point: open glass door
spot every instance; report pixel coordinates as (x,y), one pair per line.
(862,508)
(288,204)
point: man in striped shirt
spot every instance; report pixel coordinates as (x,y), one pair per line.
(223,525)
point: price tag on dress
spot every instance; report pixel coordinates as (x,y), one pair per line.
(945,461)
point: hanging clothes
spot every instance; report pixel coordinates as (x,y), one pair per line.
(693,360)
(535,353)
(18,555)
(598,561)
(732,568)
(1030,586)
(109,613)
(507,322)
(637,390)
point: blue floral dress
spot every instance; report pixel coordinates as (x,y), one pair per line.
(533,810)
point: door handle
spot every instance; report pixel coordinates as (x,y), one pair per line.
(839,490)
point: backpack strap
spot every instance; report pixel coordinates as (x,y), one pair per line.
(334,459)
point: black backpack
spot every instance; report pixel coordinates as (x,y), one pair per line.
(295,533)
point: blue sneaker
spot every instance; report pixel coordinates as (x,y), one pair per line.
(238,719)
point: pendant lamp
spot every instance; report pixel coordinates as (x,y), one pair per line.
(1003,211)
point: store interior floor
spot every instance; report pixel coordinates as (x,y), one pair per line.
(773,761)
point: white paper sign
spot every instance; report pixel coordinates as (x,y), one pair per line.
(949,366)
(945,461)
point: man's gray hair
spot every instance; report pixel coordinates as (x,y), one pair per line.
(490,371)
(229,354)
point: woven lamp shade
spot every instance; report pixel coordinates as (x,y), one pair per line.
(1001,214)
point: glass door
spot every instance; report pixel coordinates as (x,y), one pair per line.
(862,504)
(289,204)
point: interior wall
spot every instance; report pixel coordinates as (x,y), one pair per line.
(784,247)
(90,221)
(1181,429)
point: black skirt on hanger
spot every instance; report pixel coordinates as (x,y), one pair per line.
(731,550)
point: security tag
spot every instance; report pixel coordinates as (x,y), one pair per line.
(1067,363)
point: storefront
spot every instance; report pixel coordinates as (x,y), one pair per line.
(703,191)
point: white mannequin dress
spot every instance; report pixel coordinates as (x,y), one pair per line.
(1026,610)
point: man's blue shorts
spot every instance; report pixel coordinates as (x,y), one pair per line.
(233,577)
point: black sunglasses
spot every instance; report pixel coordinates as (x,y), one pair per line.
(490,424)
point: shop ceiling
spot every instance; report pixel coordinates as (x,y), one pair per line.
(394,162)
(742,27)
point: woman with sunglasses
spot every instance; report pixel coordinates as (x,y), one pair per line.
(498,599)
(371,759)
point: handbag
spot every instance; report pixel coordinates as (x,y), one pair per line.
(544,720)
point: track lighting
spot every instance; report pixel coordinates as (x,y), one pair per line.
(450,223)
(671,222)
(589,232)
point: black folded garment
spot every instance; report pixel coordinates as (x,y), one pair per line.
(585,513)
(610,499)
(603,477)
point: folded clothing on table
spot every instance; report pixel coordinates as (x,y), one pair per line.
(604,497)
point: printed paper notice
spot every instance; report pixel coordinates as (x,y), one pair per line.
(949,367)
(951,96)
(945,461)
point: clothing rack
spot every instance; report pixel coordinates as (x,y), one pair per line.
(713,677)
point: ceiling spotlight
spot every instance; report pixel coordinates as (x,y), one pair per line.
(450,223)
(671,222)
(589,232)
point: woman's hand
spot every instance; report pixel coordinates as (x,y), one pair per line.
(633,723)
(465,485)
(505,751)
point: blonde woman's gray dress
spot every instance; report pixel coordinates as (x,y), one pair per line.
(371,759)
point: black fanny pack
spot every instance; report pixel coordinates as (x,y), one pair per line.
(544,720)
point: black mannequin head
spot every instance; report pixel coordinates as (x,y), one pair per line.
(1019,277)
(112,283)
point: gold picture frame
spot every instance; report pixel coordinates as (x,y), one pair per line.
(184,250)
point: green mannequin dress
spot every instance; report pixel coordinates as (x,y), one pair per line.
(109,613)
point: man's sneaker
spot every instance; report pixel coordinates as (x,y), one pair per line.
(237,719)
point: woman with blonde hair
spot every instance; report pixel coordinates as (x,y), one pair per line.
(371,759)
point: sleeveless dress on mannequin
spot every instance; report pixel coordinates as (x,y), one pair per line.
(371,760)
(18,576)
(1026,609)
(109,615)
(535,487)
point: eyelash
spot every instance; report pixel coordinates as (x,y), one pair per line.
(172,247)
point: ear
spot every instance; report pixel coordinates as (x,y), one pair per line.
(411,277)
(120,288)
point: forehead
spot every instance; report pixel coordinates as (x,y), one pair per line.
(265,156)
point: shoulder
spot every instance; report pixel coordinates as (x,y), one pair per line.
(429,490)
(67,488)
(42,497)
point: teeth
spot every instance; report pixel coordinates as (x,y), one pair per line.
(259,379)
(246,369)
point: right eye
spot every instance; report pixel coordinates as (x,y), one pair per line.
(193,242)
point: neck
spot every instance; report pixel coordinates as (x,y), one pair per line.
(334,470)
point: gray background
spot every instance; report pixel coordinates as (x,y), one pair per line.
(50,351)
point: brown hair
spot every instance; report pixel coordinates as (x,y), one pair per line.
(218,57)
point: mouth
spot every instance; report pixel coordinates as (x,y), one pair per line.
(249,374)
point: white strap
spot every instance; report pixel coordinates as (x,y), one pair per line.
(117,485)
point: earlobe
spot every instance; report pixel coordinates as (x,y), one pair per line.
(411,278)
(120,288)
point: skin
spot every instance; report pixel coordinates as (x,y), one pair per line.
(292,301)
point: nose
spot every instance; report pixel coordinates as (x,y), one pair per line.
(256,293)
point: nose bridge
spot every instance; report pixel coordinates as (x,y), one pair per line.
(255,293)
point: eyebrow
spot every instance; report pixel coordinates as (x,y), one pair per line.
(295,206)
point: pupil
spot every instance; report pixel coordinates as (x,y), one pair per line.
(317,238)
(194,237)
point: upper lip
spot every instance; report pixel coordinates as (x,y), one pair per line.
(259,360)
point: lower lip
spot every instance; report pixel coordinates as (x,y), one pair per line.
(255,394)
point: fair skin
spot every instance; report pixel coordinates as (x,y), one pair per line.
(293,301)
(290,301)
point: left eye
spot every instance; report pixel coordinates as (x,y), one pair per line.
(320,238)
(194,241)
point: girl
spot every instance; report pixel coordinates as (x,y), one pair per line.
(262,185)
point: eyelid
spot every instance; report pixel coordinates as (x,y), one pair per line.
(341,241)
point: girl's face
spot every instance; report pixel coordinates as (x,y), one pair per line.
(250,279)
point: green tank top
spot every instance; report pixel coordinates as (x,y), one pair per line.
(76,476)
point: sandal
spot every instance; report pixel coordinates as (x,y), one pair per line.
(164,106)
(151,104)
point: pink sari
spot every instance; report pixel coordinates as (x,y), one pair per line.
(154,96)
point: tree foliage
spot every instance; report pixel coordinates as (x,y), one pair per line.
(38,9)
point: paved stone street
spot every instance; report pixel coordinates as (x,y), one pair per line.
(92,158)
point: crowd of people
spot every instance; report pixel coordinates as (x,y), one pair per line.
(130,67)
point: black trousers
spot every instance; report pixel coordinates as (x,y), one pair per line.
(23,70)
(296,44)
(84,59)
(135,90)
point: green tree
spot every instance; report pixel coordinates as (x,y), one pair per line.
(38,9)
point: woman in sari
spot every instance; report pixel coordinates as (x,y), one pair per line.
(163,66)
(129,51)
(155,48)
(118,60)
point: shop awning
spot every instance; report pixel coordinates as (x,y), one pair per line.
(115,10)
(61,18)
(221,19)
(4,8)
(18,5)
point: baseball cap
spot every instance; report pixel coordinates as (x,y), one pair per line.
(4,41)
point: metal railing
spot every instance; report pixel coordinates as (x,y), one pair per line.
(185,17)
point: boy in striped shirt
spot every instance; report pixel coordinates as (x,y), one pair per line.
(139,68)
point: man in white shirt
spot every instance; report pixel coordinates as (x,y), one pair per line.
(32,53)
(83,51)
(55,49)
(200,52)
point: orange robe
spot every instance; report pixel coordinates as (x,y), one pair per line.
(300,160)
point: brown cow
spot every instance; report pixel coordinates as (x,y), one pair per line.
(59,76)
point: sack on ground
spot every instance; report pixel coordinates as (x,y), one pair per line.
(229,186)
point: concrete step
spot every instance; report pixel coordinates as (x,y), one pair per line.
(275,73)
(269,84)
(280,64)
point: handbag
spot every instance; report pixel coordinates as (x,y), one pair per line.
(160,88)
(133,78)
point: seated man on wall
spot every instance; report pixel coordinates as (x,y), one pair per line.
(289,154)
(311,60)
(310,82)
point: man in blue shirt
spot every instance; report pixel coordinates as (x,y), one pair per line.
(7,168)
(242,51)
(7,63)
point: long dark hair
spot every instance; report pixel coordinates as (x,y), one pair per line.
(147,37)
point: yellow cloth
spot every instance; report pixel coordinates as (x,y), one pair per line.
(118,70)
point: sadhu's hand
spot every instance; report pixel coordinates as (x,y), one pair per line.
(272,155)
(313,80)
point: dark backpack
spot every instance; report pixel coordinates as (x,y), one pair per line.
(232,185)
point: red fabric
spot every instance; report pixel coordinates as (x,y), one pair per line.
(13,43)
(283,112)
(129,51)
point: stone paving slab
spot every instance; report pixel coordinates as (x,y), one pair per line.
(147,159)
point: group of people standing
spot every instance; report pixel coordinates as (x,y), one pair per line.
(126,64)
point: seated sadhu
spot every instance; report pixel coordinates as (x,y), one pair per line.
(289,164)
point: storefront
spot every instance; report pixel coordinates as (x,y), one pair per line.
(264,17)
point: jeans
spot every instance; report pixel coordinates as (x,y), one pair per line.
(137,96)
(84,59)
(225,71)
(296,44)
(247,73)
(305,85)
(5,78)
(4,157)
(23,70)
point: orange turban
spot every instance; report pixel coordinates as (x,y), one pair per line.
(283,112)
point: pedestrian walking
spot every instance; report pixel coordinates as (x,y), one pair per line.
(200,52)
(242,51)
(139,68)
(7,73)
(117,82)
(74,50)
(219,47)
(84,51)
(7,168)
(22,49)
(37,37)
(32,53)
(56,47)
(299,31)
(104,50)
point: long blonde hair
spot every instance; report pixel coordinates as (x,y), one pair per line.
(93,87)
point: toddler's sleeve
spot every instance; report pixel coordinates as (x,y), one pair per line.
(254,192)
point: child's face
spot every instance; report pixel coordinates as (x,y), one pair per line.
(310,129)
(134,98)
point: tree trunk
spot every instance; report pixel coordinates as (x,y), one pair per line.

◆ ◆ ◆ ◆ ◆

Reproduce only the lines from the top of the material through the one bearing "point: blue floral dress", each exactly as it stands.

point: open glass door
spot every instance; report pixel coordinates as (x,y), one pair per line.
(862,508)
(288,204)
point: man in striped shirt
spot every instance; report pixel coordinates as (x,y), one pair per line.
(223,525)
point: price tag on dress
spot every instance; report pixel coordinates as (x,y), one pair per line.
(945,461)
point: hanging clothes
spot every instance; report pixel coordinates as (x,y), one pair per line.
(693,360)
(535,353)
(18,555)
(598,561)
(732,568)
(1030,586)
(109,613)
(507,322)
(637,390)
point: blue floral dress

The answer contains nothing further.